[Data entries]
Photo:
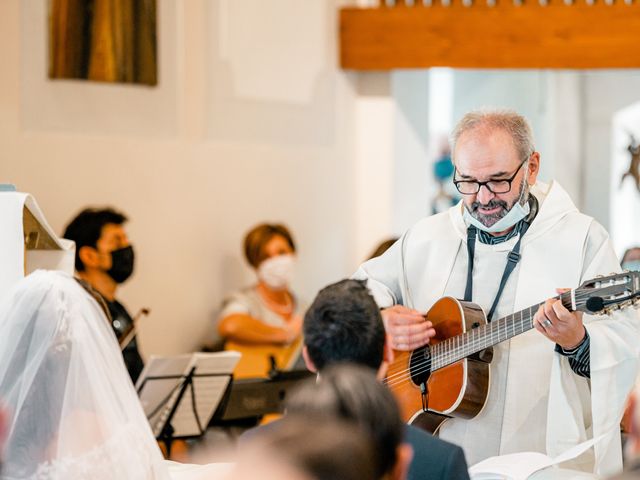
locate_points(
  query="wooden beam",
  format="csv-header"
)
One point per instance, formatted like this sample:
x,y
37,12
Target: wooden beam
x,y
503,36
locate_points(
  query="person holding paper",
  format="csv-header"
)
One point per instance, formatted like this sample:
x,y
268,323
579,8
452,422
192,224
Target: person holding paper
x,y
105,260
552,388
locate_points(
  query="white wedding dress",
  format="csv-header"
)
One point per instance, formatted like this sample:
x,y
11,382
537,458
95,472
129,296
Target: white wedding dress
x,y
74,413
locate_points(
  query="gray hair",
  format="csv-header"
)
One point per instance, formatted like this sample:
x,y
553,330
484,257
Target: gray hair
x,y
508,120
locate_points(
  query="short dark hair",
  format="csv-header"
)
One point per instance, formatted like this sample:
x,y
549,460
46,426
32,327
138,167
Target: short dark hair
x,y
86,228
338,451
352,393
343,324
259,236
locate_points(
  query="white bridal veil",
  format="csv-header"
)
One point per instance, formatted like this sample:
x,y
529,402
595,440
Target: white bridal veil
x,y
74,413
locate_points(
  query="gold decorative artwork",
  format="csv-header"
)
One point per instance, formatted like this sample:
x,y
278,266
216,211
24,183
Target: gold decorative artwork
x,y
103,40
634,164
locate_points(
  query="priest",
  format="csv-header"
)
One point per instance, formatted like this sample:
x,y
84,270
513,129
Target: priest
x,y
511,243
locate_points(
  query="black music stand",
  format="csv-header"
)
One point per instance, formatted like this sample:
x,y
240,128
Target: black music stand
x,y
180,394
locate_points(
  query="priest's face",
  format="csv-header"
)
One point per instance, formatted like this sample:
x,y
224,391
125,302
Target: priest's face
x,y
483,155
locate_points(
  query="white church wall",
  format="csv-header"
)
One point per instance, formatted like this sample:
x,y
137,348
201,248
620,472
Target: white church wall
x,y
196,161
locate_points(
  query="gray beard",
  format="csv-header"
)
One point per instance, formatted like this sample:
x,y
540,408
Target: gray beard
x,y
489,220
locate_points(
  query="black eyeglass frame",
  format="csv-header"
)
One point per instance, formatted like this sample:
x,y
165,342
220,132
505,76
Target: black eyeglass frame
x,y
486,184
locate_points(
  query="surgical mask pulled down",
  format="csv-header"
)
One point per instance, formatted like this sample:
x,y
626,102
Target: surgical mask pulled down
x,y
277,272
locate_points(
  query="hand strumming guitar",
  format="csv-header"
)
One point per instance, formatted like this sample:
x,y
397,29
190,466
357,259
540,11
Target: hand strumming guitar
x,y
407,328
558,324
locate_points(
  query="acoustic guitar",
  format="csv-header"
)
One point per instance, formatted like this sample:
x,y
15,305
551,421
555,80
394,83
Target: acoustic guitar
x,y
449,377
260,360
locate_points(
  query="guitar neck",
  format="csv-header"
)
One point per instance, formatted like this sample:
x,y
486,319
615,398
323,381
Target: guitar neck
x,y
477,339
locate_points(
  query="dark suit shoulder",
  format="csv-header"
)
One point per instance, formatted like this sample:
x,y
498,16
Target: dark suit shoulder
x,y
434,458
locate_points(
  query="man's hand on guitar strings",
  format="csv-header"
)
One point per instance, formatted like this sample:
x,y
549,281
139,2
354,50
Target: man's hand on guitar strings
x,y
408,329
558,324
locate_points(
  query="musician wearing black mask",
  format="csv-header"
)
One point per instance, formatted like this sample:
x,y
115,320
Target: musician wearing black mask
x,y
105,259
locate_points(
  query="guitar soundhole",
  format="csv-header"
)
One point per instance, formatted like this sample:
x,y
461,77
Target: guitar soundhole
x,y
420,365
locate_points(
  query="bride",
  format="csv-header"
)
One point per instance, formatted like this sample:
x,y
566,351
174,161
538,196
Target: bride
x,y
74,413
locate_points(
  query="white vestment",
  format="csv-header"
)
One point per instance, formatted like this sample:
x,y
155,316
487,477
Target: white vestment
x,y
536,401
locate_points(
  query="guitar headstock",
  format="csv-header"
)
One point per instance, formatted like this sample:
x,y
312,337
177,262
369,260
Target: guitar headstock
x,y
607,293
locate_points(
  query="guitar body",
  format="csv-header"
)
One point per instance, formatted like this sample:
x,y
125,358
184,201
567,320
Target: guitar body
x,y
256,359
456,390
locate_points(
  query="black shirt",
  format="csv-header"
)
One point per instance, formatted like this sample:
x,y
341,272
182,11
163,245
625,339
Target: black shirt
x,y
121,322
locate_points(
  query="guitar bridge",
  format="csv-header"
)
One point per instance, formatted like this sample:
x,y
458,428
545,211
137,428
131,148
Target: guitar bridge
x,y
425,396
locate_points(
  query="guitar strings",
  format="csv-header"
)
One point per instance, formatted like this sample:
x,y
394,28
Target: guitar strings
x,y
448,355
466,349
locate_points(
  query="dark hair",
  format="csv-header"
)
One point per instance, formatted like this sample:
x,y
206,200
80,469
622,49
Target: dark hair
x,y
343,324
352,393
259,236
86,228
383,247
337,451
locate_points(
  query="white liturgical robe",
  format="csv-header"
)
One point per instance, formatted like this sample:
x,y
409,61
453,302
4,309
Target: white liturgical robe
x,y
536,402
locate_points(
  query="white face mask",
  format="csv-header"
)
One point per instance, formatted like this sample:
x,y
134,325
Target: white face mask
x,y
517,213
631,265
277,272
513,216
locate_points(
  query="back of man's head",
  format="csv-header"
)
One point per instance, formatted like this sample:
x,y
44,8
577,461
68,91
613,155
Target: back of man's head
x,y
86,228
352,393
343,324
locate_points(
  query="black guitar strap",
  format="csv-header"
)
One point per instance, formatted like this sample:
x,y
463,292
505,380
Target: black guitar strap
x,y
512,260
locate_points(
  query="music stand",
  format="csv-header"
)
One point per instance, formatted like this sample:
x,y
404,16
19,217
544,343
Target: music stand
x,y
180,394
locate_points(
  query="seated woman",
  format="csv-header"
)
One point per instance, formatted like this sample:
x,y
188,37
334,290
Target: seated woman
x,y
264,321
73,411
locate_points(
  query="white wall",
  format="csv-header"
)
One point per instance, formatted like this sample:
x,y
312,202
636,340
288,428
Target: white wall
x,y
625,196
246,126
218,146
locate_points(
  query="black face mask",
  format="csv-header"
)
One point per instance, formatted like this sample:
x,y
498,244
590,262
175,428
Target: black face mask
x,y
121,264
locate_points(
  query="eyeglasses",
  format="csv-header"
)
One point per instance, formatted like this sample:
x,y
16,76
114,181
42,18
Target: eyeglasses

- _Exercise requirements_
Of all the lines in the data, count those that contain "eyeglasses" and give that figure with nothing else.

- _Your response_
2